(Image point grounding data)
------------------------------------

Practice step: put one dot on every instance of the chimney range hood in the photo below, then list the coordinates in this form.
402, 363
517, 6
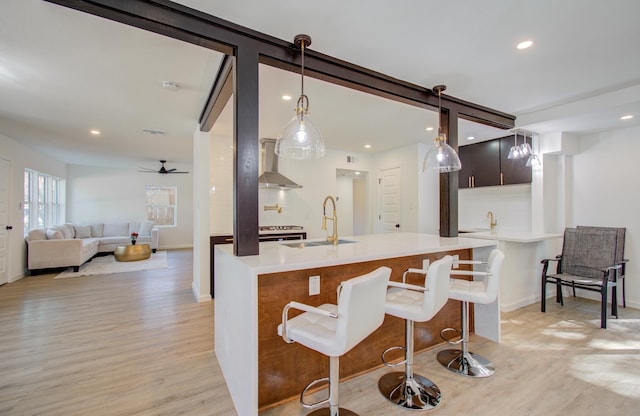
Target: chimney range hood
270, 177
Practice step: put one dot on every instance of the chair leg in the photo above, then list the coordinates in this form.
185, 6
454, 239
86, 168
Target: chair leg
409, 390
603, 308
462, 361
334, 394
543, 294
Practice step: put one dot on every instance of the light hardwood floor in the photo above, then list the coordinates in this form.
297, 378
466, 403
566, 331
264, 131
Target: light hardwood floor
139, 344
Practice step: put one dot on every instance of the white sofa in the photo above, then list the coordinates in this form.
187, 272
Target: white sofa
71, 245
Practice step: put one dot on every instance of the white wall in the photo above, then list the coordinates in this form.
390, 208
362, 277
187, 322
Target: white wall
511, 206
98, 194
604, 192
22, 157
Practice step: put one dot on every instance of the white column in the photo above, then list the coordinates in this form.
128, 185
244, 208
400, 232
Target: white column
201, 252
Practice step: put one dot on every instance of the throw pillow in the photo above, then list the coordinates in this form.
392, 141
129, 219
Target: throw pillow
116, 230
145, 228
82, 231
96, 230
54, 234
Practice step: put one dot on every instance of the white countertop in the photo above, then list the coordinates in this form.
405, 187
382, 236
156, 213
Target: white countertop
511, 236
275, 257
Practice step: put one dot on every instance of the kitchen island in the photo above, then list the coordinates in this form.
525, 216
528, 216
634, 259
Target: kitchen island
260, 369
520, 285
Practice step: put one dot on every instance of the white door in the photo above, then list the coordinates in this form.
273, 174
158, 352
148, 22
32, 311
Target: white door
390, 191
4, 220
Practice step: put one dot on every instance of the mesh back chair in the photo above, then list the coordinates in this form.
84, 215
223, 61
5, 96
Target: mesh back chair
592, 259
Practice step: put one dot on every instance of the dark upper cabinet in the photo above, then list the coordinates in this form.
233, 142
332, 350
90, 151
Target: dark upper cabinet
487, 164
514, 171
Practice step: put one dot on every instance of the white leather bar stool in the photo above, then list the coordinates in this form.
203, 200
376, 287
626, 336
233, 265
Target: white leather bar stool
415, 304
484, 291
333, 330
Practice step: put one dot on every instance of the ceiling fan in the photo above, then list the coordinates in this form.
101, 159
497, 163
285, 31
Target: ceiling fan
162, 170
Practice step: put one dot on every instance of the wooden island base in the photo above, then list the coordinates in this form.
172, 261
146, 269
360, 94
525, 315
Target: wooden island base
285, 369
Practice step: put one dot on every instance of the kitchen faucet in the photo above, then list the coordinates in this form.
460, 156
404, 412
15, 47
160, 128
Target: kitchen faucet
492, 221
333, 238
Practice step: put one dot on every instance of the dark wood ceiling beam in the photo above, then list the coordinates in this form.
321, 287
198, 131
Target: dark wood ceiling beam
220, 94
190, 25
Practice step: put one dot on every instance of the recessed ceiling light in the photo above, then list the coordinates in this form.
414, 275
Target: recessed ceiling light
525, 44
170, 85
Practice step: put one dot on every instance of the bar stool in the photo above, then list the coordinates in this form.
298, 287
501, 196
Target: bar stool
461, 361
414, 304
333, 330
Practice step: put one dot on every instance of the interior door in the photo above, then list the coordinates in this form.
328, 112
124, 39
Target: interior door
390, 186
4, 220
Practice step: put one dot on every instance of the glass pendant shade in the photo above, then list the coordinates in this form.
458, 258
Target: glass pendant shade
300, 139
533, 160
514, 152
525, 149
442, 157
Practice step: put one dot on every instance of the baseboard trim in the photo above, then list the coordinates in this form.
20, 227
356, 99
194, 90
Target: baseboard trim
200, 298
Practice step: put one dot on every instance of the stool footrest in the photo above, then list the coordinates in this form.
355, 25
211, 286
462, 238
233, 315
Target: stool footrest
450, 340
467, 364
313, 405
390, 364
416, 393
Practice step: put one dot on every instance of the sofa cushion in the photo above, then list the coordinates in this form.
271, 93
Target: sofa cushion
36, 234
82, 231
145, 228
116, 230
67, 231
97, 230
54, 233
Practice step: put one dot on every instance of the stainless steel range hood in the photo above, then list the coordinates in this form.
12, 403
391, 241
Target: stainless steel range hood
270, 177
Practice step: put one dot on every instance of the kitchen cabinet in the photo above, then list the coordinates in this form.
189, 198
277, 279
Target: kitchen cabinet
487, 164
514, 171
480, 164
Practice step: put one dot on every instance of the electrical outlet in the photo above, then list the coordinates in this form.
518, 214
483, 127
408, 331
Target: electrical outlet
314, 285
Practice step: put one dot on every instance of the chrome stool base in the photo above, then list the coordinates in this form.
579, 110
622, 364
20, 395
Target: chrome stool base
419, 393
325, 411
469, 364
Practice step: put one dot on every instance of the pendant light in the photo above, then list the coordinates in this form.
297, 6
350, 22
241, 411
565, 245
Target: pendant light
514, 152
300, 138
441, 156
525, 148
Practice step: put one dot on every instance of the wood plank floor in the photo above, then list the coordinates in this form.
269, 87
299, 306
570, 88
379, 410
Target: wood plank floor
139, 344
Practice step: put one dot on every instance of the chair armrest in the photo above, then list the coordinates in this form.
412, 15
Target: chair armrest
408, 286
412, 270
469, 273
302, 307
469, 262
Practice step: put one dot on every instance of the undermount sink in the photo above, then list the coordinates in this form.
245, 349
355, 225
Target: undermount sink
304, 244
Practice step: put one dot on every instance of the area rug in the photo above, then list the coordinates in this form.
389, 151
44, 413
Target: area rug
108, 265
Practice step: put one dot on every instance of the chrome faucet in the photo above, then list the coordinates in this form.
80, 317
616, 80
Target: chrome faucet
492, 221
333, 238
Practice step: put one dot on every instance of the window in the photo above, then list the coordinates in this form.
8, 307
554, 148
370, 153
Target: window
43, 203
161, 205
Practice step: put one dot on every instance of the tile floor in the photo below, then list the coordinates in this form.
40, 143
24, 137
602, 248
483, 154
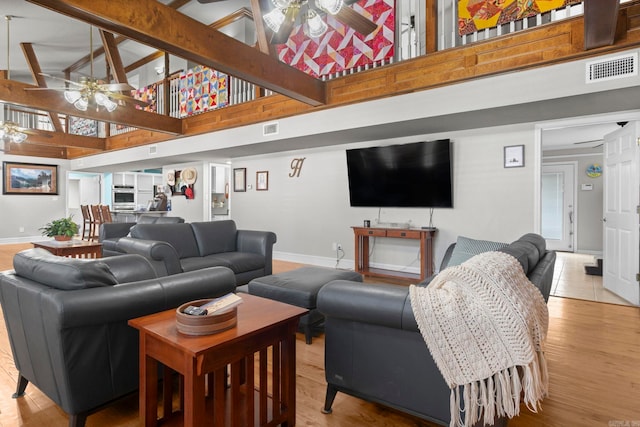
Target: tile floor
571, 281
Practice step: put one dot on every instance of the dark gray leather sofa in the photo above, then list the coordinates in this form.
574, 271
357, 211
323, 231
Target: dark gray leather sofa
111, 232
67, 322
174, 248
374, 350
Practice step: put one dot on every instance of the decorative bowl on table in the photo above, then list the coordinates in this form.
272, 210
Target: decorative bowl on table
189, 324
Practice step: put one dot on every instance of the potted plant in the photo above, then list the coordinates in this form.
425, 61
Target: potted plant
60, 229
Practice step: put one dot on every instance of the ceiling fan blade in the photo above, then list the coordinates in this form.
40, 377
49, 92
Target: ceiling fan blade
353, 19
47, 88
287, 26
116, 87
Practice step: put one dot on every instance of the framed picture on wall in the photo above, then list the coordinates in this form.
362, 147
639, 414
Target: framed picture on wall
514, 156
262, 181
29, 178
240, 179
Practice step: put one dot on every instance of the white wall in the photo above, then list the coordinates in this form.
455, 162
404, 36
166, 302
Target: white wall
312, 212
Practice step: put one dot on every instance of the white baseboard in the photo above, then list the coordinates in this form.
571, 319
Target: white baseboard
28, 239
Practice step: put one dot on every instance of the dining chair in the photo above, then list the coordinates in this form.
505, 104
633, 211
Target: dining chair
87, 222
97, 220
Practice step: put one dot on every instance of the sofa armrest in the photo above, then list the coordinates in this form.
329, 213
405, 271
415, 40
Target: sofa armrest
162, 255
374, 303
258, 242
98, 306
112, 230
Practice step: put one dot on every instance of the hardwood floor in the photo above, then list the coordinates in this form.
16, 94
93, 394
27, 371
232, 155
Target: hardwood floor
593, 354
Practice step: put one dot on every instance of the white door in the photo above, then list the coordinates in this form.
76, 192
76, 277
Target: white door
621, 200
558, 213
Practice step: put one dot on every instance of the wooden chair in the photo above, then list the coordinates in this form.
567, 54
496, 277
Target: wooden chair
87, 222
97, 220
105, 214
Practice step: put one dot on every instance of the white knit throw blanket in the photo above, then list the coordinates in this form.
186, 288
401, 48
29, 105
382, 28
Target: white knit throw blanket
484, 323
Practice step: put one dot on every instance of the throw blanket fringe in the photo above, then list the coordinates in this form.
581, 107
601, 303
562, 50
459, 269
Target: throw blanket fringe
484, 323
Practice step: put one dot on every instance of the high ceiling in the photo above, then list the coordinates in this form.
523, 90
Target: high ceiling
60, 41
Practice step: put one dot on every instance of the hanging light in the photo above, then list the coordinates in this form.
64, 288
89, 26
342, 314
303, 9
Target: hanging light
330, 6
10, 131
314, 26
274, 19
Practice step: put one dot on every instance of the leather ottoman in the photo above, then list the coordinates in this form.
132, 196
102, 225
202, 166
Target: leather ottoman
300, 288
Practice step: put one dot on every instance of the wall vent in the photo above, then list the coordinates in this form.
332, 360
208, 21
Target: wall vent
270, 129
612, 68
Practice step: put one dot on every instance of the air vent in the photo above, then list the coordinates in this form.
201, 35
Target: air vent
270, 129
612, 68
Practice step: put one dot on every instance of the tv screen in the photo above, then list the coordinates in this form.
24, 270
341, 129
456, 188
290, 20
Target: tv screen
408, 175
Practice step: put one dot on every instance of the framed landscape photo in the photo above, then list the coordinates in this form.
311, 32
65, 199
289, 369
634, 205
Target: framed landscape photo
514, 156
262, 181
240, 179
29, 178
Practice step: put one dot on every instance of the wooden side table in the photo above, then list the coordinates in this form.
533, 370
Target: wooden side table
71, 248
264, 337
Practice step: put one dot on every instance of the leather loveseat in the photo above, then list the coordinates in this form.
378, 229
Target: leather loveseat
174, 248
374, 349
67, 322
111, 232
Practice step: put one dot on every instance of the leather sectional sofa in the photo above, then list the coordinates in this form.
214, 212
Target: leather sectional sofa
67, 322
111, 232
374, 349
175, 248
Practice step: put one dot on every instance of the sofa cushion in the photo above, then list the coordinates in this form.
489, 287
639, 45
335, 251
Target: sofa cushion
199, 262
180, 236
63, 273
215, 236
241, 261
467, 248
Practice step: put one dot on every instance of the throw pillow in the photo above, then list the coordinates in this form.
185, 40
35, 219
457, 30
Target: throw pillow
467, 248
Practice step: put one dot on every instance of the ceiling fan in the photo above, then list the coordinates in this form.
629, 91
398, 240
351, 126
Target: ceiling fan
283, 17
89, 91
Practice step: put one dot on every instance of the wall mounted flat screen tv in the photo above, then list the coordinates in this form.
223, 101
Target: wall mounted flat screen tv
415, 175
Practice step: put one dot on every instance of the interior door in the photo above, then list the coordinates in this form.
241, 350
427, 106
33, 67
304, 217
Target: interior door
621, 199
558, 213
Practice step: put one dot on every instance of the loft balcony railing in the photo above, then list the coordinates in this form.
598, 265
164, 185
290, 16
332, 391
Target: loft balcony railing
410, 42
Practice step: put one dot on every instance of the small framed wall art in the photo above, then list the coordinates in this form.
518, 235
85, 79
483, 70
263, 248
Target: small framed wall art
262, 180
29, 178
240, 179
514, 156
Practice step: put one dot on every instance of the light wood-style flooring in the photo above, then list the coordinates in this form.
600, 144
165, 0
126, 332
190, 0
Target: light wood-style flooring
592, 349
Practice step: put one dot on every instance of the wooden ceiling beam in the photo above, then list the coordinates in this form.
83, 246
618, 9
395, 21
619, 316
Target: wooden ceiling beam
35, 150
168, 30
113, 56
57, 139
36, 73
14, 92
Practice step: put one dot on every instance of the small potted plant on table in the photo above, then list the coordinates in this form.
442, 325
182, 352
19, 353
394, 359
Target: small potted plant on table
60, 229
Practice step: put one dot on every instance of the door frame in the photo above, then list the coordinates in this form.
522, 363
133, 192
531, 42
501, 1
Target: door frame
574, 189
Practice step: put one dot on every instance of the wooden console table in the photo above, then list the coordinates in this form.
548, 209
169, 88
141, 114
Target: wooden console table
425, 237
258, 389
71, 248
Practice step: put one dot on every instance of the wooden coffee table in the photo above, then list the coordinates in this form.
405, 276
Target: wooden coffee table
224, 363
71, 248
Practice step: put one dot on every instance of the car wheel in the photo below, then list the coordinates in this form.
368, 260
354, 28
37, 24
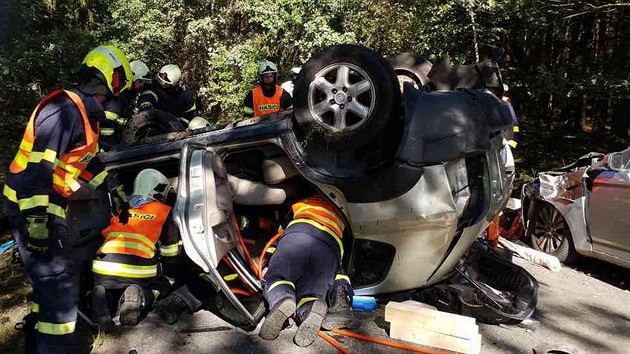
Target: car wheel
410, 68
549, 233
347, 92
148, 123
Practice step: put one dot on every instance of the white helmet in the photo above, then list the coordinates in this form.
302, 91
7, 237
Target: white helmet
267, 67
140, 70
152, 184
198, 123
169, 75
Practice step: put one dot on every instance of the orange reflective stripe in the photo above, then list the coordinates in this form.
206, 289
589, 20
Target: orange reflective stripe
265, 105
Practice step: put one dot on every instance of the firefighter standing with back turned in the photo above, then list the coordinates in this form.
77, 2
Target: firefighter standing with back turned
58, 148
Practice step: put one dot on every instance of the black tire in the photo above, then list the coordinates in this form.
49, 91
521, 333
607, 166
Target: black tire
410, 67
342, 71
148, 123
549, 233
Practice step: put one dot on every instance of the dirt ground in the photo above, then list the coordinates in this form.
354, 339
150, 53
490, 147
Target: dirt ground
584, 308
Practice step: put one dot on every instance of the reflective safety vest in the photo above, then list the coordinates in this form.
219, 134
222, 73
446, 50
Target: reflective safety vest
320, 213
137, 238
265, 105
72, 163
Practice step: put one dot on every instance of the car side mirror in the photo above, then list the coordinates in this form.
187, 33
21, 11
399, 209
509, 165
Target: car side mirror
616, 161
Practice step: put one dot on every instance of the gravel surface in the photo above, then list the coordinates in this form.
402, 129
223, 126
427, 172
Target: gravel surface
575, 310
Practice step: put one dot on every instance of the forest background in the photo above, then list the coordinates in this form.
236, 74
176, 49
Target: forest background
566, 62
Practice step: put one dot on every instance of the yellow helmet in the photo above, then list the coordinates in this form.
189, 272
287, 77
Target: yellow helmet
152, 184
111, 66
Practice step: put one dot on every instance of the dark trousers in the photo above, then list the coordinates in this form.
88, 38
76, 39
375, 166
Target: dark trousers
55, 283
302, 267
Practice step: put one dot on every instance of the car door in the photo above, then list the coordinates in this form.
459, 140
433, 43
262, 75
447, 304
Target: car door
608, 211
204, 215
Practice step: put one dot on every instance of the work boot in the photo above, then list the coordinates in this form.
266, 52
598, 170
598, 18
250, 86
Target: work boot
276, 318
340, 314
310, 324
170, 308
100, 310
131, 304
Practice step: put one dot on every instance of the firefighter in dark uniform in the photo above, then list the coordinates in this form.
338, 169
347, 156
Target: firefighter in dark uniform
168, 94
268, 97
126, 266
302, 269
121, 108
58, 148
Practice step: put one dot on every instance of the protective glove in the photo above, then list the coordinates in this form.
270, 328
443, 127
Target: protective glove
37, 233
119, 203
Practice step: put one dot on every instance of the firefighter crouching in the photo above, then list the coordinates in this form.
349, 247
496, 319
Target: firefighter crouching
58, 148
302, 270
126, 266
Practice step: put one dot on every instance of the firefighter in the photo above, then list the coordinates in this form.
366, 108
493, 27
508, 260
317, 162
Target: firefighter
58, 148
121, 108
302, 269
126, 266
166, 92
268, 97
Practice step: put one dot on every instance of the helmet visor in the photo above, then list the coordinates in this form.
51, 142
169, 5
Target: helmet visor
119, 80
163, 80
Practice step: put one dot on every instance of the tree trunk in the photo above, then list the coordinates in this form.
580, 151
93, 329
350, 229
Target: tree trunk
619, 125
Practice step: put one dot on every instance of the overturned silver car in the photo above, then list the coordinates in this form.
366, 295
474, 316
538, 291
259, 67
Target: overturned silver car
582, 209
418, 175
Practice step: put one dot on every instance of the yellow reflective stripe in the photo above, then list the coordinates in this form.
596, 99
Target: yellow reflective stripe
25, 145
281, 282
57, 329
321, 227
9, 193
98, 180
114, 117
191, 108
170, 250
71, 169
123, 270
343, 277
139, 237
107, 131
48, 155
56, 210
113, 245
230, 277
34, 201
149, 92
305, 300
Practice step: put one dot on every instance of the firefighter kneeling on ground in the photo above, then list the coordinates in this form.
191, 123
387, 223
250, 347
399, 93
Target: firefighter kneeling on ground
126, 266
303, 270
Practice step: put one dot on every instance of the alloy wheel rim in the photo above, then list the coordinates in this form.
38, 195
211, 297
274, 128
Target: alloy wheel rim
341, 97
549, 231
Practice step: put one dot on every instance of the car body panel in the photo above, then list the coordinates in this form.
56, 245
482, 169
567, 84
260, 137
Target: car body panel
593, 199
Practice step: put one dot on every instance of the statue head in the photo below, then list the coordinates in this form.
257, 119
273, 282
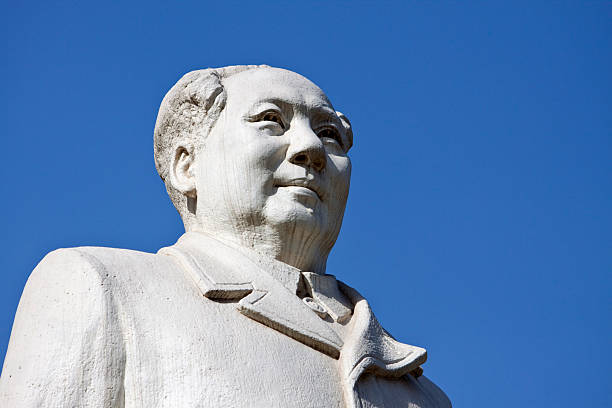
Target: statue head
256, 156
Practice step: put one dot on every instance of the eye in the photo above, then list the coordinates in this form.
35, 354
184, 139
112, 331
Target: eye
330, 133
272, 116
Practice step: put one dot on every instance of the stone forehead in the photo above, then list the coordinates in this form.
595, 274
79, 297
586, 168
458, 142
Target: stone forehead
273, 82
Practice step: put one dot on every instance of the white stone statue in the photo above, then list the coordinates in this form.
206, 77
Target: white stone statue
240, 311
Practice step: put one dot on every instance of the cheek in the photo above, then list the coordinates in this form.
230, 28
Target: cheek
339, 168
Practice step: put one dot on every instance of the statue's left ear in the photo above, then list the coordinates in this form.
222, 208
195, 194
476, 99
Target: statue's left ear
181, 170
348, 128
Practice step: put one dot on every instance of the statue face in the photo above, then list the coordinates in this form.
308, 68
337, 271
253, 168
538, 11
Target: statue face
275, 166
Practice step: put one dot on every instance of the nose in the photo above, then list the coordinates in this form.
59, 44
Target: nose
306, 149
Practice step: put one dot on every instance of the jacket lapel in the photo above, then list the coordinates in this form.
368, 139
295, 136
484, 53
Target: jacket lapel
223, 273
370, 349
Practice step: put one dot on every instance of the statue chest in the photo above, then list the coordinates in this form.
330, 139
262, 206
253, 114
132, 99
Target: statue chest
184, 350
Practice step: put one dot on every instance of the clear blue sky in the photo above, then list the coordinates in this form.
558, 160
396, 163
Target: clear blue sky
479, 223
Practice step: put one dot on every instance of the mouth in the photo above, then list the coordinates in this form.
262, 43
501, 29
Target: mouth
303, 186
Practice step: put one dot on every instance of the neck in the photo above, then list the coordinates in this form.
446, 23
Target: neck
299, 249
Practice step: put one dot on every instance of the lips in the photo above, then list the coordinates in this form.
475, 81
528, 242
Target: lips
301, 182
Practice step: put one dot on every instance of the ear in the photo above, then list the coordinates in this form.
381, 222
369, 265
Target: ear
347, 127
182, 170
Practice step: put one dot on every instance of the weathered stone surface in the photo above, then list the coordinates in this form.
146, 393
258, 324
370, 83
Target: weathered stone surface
240, 311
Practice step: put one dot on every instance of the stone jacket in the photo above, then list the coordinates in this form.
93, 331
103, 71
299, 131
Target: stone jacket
201, 324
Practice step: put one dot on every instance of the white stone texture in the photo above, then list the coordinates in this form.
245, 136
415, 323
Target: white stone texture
240, 311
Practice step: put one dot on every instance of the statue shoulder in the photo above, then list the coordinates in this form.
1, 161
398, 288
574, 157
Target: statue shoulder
82, 272
434, 392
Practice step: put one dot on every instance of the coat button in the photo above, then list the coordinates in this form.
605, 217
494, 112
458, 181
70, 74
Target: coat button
315, 307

------------------------------------

What you have to do: Lines containing the word "below" must be found in the data above and copied.

Result of this task:
Practice step: put one dot on every instance of the chimney range hood in the photo below, then list the coordinates in this form.
Practice step: put one dot on every instance of the tile floor in the photo below, then list the coordinates in this form.
Practice step: put one dot on every instance of the car wheel in the photo below, then list the coordinates in this form.
Practice step: put one dot on every instance of the statue head in the photo below, then list the coordinates in this form.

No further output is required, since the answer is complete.